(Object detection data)
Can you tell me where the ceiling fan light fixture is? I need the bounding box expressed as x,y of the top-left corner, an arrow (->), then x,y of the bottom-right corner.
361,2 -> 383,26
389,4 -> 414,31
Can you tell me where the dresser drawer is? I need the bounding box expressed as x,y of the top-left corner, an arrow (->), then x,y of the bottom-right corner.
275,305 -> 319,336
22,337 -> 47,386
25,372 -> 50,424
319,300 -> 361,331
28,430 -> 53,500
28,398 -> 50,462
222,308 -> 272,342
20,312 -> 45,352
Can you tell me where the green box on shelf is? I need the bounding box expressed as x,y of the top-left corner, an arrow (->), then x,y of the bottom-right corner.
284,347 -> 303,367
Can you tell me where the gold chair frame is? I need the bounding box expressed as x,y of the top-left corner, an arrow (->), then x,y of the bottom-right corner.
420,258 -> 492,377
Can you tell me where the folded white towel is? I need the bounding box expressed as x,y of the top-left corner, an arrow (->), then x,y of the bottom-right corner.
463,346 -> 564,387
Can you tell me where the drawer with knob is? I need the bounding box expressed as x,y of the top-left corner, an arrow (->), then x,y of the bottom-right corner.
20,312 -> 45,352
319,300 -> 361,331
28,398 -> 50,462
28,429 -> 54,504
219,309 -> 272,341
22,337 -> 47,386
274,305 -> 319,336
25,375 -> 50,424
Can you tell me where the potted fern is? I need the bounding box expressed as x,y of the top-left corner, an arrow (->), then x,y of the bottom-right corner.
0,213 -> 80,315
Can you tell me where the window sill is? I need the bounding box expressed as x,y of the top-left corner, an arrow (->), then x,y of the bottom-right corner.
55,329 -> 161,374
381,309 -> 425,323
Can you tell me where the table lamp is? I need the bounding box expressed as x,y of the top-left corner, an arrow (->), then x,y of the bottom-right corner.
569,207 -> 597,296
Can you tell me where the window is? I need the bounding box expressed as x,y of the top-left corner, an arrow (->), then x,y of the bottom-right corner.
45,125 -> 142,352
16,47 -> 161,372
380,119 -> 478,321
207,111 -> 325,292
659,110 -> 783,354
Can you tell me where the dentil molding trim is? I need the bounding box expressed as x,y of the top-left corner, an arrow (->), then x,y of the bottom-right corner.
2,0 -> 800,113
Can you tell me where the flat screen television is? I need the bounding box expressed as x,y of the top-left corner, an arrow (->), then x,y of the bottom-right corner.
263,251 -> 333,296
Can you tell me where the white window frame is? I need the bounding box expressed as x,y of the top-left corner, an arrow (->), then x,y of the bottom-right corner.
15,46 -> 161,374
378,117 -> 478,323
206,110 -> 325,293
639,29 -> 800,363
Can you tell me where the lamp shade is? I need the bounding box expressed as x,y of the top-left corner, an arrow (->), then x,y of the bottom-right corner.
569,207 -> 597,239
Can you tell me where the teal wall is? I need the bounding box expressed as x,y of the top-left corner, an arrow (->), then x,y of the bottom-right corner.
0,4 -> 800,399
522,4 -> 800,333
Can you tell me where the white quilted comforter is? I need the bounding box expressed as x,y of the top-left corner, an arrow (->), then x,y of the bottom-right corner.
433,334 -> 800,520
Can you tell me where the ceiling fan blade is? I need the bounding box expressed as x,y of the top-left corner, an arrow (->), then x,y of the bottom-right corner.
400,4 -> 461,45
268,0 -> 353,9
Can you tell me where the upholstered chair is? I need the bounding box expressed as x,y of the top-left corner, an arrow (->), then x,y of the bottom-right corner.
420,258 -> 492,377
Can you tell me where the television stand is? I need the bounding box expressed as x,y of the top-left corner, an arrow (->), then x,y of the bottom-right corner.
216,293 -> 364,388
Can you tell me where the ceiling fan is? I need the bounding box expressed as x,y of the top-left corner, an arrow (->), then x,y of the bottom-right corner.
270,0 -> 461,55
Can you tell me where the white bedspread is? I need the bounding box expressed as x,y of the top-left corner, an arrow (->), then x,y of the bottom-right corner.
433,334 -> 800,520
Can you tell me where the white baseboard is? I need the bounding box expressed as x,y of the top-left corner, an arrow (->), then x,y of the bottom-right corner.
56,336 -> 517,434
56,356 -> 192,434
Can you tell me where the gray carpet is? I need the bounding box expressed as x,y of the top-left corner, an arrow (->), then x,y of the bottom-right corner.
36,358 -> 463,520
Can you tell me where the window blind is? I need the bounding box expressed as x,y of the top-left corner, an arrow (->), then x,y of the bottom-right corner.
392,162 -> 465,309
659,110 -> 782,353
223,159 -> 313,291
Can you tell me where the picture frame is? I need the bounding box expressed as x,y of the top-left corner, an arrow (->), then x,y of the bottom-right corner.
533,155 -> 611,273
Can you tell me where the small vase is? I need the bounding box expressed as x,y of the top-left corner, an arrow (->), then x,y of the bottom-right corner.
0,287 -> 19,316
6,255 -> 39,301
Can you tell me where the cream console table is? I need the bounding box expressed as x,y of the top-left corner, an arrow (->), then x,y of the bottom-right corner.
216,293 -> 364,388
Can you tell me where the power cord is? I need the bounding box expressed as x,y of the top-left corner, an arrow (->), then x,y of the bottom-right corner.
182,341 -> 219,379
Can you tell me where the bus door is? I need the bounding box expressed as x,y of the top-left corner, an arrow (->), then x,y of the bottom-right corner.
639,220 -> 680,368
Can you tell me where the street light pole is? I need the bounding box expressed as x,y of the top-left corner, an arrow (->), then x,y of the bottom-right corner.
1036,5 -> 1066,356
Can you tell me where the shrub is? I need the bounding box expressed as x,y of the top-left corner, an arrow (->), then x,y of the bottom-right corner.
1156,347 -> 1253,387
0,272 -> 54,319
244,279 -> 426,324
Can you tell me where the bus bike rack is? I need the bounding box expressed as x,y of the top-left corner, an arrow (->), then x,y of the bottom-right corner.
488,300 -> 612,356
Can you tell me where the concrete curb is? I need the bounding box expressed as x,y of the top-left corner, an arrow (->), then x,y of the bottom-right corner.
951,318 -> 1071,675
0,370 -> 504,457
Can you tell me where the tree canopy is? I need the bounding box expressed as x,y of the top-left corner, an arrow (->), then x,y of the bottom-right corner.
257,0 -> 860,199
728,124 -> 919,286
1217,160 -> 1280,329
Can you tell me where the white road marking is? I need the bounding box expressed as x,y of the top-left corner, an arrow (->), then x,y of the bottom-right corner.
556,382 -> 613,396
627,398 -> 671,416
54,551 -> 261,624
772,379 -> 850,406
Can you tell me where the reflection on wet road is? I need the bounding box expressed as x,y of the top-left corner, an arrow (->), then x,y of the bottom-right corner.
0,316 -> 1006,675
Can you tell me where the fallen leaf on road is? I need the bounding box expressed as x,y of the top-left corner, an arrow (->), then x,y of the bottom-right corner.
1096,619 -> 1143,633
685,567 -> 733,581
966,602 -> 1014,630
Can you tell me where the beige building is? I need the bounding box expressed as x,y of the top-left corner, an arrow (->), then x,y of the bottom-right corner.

[What the task asks]
Return every line from the entries above that contains the word "white".

[The response]
Can you tell me where the folded white towel is? I need the bounding box expressed as x,y of the top-left corner, an arrow (->), then x,y of the bottom-right corner.
Can you tell me where the white window frame is? I need the bounding box expressed as x,y of the top-left corner, an arrow (->), then x,y of the bottom-right corner.
Can you tell me where the white quilted comforter is? I need the bounding box expressed as x,y of the top-left corner, an arrow (->), then x,y of the bottom-right corner.
Can you tell me where the white bedspread is? I need the bounding box expressed as x,y of the top-left corner, an arrow (->), then x,y of the bottom-right corner.
Can you tell me where the white baseboard is? I need the bounding box expressed as x,y of the top-left corner, an arrow (->), then x,y of the bottom-right corner.
Can you tell me where the white road marking is? I need the bounding box expressed as x,y of the top-left corner, an arrow (->), then x,y of the bottom-right corner.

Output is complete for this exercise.